* What needs to be done: Tally the lines in the items below that contain the string "leaf" and give only that number.

* Exercise material:
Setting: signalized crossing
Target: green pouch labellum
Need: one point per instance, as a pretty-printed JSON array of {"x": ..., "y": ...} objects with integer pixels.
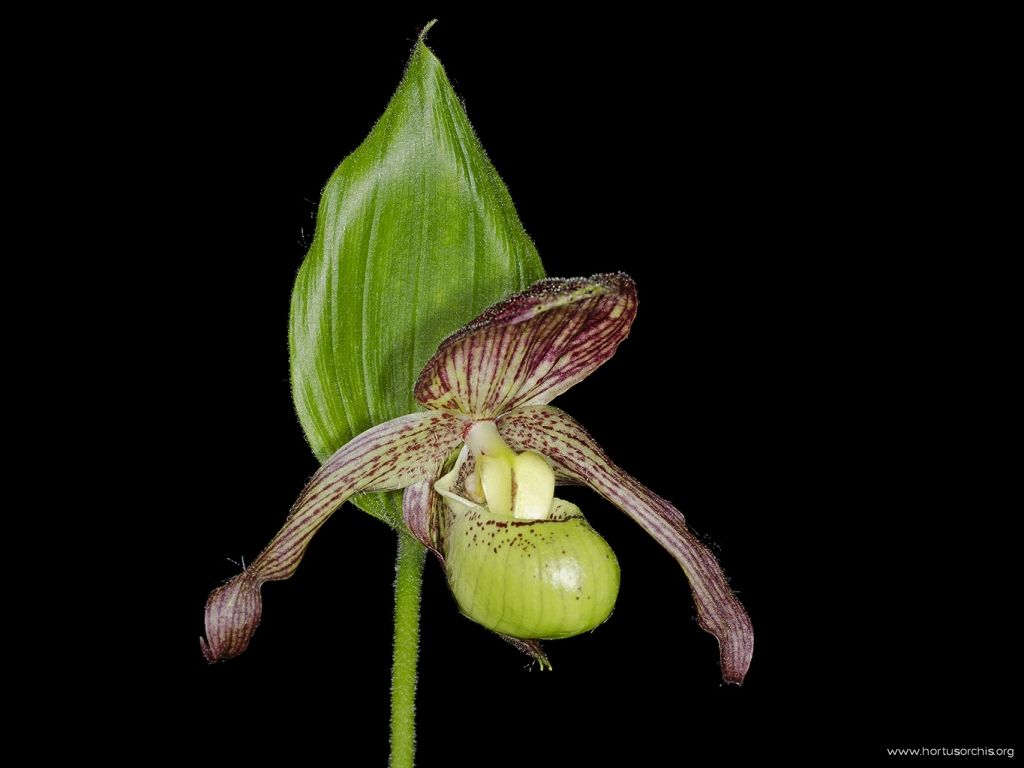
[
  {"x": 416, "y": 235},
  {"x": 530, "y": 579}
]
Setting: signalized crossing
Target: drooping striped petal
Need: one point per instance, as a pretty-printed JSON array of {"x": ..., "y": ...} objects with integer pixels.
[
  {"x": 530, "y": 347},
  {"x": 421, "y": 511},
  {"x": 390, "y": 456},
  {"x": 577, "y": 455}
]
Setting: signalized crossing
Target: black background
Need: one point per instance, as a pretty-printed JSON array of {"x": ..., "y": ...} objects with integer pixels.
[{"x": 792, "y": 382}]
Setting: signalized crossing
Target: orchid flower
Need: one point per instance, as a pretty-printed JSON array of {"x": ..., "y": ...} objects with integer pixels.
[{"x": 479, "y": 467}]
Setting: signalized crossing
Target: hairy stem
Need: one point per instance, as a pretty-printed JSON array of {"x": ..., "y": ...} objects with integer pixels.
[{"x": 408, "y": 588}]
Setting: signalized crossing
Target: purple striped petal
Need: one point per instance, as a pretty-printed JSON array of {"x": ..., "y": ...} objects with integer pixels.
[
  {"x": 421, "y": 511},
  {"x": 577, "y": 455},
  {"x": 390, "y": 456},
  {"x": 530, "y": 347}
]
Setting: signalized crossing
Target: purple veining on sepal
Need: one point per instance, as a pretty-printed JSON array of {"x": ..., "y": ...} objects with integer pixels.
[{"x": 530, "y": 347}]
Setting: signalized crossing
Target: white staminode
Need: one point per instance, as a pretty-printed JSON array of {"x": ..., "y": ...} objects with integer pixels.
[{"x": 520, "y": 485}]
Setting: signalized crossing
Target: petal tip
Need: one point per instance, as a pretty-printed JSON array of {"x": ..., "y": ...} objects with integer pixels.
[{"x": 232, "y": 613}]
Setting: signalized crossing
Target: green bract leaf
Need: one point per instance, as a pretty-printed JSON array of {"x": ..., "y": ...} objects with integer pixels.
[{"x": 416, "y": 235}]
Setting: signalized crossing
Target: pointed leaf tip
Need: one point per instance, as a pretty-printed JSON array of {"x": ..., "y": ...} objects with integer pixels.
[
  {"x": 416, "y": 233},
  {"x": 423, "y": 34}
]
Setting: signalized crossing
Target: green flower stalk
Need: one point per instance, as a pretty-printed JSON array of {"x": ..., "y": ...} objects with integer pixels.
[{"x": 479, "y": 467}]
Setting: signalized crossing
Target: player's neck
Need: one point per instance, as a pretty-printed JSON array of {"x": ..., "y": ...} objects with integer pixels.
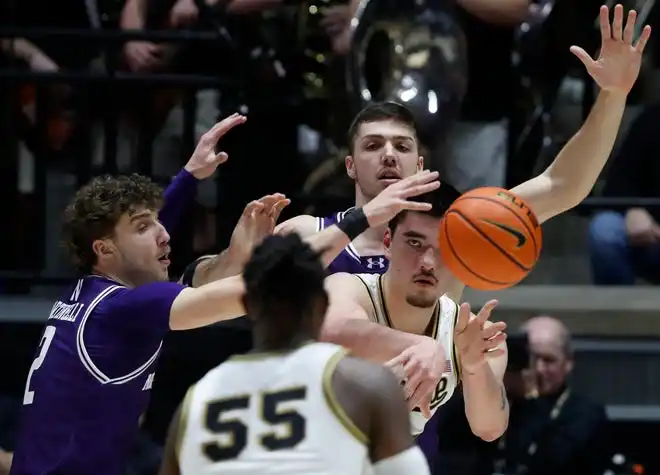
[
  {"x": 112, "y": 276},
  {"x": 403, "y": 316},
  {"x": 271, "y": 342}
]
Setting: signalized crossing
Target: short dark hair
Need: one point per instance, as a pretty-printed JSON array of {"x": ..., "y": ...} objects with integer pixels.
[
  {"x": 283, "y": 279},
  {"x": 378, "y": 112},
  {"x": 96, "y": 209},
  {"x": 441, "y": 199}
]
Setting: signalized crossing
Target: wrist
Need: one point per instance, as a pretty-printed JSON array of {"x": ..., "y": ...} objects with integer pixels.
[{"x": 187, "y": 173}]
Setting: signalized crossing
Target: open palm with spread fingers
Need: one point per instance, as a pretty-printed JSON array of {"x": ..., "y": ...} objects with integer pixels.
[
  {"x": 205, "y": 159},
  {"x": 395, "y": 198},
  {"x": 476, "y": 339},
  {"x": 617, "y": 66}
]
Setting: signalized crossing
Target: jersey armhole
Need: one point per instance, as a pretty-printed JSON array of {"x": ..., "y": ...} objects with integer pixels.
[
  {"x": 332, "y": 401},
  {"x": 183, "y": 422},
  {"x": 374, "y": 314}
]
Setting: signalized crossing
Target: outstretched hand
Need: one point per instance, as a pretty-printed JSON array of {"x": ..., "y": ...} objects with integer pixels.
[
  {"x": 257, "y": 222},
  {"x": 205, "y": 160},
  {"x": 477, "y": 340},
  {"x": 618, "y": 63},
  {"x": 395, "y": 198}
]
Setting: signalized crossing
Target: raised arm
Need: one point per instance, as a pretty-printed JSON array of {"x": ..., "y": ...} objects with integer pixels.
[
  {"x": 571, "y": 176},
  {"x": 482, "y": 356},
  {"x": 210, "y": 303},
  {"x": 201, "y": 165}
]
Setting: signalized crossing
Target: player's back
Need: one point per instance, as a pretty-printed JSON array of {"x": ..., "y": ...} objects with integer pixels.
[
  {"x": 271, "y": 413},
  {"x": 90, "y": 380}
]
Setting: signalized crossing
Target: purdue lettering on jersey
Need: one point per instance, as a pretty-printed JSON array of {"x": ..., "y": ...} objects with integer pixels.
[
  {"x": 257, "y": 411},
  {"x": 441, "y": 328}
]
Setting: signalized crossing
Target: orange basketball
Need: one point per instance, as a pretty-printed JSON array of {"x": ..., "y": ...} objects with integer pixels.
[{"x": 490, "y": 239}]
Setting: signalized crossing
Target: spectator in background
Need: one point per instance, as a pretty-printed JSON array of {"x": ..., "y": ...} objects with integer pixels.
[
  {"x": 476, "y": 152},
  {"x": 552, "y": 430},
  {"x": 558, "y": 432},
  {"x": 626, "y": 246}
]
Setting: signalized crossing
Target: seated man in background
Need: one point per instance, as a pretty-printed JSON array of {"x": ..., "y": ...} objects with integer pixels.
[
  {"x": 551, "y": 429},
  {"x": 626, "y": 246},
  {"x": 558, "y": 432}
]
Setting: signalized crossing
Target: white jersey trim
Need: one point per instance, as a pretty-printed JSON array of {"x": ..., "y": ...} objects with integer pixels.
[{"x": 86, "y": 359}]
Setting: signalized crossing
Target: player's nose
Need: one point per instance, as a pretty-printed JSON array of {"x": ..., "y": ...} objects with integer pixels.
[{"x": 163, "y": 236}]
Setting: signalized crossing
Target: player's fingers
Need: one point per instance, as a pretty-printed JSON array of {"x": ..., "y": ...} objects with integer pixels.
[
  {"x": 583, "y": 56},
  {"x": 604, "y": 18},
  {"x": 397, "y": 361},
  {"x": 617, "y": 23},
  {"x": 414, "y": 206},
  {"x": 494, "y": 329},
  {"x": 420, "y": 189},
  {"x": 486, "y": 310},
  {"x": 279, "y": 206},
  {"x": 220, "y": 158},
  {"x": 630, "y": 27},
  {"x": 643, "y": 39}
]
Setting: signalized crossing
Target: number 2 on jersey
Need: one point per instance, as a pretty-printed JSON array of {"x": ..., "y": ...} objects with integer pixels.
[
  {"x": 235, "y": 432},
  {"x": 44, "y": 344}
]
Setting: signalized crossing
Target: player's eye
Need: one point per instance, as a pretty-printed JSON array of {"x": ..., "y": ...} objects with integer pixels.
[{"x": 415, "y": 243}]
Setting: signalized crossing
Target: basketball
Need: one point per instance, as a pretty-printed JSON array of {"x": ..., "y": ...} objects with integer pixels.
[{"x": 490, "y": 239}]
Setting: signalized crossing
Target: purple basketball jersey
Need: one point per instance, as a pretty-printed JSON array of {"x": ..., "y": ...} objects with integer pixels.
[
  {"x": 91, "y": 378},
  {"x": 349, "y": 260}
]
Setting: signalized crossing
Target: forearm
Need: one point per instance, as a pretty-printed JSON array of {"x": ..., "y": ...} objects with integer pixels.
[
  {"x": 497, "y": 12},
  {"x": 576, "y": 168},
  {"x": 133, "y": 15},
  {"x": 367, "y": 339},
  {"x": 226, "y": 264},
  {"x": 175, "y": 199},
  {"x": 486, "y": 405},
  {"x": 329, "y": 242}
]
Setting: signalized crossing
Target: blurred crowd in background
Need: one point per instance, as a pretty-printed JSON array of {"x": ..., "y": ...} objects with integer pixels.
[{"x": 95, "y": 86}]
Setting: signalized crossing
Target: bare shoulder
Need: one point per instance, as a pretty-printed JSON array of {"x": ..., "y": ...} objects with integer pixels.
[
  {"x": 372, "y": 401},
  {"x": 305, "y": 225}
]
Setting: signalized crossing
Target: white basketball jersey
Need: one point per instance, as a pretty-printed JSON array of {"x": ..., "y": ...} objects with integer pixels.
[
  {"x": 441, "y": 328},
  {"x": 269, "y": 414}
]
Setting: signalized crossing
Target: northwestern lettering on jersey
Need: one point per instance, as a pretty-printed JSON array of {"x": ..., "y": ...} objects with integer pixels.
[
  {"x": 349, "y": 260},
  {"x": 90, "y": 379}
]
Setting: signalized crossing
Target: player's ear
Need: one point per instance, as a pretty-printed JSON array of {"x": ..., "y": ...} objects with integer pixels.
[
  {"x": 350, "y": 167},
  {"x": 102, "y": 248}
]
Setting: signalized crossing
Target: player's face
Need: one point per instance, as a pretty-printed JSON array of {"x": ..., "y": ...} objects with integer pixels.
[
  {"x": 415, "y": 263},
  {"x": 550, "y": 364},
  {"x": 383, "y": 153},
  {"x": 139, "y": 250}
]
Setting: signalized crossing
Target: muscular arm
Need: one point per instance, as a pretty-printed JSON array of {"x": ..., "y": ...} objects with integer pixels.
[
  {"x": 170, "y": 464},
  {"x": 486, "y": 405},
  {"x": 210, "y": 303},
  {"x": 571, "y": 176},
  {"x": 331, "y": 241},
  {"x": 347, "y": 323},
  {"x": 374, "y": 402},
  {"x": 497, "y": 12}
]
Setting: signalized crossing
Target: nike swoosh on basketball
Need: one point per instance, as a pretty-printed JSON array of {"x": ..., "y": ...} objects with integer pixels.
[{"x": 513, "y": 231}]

* Finished task: 2